Do this ->
Reproduce the rows below verbatim, from the first line through the line containing "column 798, row 662", including both ends.

start Data records

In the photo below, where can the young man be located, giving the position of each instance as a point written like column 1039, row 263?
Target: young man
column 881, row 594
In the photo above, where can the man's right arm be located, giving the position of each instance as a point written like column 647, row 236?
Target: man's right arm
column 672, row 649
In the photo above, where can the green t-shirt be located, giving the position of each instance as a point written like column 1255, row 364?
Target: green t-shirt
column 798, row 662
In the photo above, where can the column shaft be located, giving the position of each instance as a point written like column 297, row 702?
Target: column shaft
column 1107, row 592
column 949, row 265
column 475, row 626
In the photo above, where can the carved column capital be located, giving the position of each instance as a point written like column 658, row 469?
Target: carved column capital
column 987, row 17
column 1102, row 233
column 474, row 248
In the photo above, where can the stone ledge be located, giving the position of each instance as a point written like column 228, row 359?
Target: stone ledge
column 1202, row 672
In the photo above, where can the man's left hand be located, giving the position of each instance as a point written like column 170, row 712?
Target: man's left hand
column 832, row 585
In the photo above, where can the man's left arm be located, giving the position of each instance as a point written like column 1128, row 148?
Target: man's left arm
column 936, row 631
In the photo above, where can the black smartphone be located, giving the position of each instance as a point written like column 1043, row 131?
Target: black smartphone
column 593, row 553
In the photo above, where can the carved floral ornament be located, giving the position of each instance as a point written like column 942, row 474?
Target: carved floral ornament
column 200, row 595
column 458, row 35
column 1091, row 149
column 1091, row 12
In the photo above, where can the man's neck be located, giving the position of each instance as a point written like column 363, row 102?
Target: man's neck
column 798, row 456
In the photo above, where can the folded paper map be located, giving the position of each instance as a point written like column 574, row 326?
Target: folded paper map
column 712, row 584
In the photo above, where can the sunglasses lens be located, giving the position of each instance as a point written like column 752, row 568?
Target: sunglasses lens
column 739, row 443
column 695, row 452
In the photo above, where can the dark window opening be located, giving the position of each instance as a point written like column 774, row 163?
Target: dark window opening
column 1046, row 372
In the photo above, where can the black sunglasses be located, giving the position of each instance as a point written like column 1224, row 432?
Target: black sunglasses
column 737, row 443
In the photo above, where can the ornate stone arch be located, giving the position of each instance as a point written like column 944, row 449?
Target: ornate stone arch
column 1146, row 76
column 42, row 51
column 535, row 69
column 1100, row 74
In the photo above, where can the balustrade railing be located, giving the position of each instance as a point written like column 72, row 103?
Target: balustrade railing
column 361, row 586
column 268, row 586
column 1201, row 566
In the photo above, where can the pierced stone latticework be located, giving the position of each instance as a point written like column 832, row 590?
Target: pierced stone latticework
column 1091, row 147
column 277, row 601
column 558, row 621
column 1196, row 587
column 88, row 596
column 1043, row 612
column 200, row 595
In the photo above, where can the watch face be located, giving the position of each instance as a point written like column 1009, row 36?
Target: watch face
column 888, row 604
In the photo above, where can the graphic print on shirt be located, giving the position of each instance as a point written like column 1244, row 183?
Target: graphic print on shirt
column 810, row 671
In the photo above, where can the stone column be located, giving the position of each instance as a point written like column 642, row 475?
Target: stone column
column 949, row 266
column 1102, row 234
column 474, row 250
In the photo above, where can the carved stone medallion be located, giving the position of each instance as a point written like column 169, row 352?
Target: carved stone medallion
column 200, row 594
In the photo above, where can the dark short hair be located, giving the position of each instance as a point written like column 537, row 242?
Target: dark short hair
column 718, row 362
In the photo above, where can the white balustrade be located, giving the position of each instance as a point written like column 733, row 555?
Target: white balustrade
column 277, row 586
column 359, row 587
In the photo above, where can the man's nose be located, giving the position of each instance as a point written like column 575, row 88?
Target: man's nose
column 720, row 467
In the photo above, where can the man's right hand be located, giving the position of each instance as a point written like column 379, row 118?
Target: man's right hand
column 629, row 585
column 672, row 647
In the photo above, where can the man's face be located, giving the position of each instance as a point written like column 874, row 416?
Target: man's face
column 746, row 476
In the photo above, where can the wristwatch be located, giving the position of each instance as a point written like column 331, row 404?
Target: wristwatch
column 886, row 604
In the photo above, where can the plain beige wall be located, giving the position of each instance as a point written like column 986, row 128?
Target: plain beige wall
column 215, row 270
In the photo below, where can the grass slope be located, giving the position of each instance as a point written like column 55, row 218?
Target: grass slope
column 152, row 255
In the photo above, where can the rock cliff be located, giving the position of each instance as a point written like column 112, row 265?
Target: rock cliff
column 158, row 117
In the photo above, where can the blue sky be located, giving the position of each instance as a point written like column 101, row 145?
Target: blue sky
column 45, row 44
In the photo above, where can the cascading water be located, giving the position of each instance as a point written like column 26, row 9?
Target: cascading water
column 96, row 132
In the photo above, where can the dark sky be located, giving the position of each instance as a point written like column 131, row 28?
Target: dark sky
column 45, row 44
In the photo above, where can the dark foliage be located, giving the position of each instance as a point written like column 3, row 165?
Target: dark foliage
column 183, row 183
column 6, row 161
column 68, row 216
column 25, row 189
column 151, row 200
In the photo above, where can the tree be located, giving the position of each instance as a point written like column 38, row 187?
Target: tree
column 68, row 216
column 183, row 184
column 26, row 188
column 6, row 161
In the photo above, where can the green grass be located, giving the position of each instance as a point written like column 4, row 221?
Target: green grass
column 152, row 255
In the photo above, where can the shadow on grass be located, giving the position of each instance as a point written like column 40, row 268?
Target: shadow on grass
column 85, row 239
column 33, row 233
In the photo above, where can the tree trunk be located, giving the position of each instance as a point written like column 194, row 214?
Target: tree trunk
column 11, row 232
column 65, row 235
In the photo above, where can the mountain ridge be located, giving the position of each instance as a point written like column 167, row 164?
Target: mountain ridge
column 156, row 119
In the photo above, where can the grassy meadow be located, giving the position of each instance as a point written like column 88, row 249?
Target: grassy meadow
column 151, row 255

end Data records

Solution to this exercise ->
In the photo below, where can the young man be located, giving the position of each instance as a point written like column 1039, row 263?
Target: young man
column 881, row 594
In the photo above, where can the man's right arm be located, giving the position of each instance as a point written like column 647, row 236?
Target: man's right arm
column 672, row 649
In the photo above, where can the green t-shirt be located, giving the position of each instance as a point written like column 1255, row 364?
Target: green t-shirt
column 798, row 662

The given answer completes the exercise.